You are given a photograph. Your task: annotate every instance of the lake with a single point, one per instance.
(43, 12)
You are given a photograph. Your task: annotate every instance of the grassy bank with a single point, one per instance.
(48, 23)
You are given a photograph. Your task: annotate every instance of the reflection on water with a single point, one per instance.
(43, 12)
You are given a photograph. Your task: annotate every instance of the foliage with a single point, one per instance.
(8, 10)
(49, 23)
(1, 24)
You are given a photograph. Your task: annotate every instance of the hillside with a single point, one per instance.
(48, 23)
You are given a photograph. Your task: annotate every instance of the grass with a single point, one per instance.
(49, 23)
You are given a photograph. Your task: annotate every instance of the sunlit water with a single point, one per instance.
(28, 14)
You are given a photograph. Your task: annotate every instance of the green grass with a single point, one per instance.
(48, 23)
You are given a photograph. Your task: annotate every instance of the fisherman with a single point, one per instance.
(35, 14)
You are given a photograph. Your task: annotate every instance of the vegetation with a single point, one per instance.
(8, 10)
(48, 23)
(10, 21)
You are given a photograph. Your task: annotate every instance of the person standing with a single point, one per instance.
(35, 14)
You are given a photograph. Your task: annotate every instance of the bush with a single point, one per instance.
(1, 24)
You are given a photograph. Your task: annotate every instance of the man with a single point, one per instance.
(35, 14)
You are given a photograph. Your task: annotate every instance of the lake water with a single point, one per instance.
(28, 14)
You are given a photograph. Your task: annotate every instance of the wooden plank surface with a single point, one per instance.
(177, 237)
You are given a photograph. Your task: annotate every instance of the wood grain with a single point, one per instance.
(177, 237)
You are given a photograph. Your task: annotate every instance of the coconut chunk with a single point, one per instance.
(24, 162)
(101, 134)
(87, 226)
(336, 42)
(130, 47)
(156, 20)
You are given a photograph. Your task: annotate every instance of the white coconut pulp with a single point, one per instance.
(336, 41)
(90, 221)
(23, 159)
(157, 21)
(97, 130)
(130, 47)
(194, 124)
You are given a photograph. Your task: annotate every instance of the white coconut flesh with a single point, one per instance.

= DIRECTIVE =
Rewrite all of the material above, replacing "a single point" with "one dot" throughout and keeping everything else unchanged.

= THE ANSWER =
You are given a photograph. Your task: annotate every instance of the lake with one dot, one per instance.
(43, 12)
You are given a photograph. Your task: annotate every instance of the grassy bank with one dot, one per instance.
(48, 23)
You are given a photograph. Your task: annotate every instance of the reflection on water with one dot, one per instance.
(43, 12)
You are given a photograph. Your task: annotate every instance of the foliage with one dot, one per instance.
(8, 10)
(49, 23)
(1, 24)
You are given a photograph. Your task: annotate every instance of the hillside with one dot, one per instance.
(48, 23)
You are given a photograph. Your task: annotate every instance of the grass with one dot, one per instance.
(49, 23)
You are given a photograph. Your task: annotate every instance of the sunlit water with one dot, one per instance.
(28, 14)
You are given a photograph. Your task: annotate every instance of the green grass with one dot, one per instance.
(48, 23)
You are given a photograph. Your task: annotate every instance of the fisherman with one dot, one per instance.
(35, 14)
You are given a photograph. Your task: annotate every instance of the vegetation with one dot, one per instance.
(8, 10)
(48, 23)
(10, 21)
You are given a photograph. Your task: annotate every instance of the person standing with one dot, one per instance.
(35, 14)
You are given a photograph. Your task: annotate every instance of the bush with one dot, one per instance.
(1, 24)
You are given a photograph. Your task: annotate every instance of the man with one dot, one per instance.
(35, 14)
You are given a photograph. Your task: annotate every instance of the lake water with one dot, one per instance.
(28, 14)
You are given a photograph. Your task: annotate every instance of the wooden plank surface with one dot, one per instance.
(177, 237)
You are given a photograph. Your task: annotate every instance of the wood grain with one dot, one per instance.
(177, 237)
You are given a photograph. Your task: annotate every instance of the coconut chunk with one dot, one per instance.
(24, 162)
(101, 134)
(87, 226)
(336, 42)
(130, 47)
(156, 20)
You are given a photograph. Your task: annotate every instance of the white coconut pulp with one dot, one per instance.
(336, 41)
(90, 221)
(23, 159)
(157, 21)
(97, 130)
(130, 47)
(194, 124)
You are given a photograph. Your task: annotate every instance of the white coconut flesh with one dot, one per instance.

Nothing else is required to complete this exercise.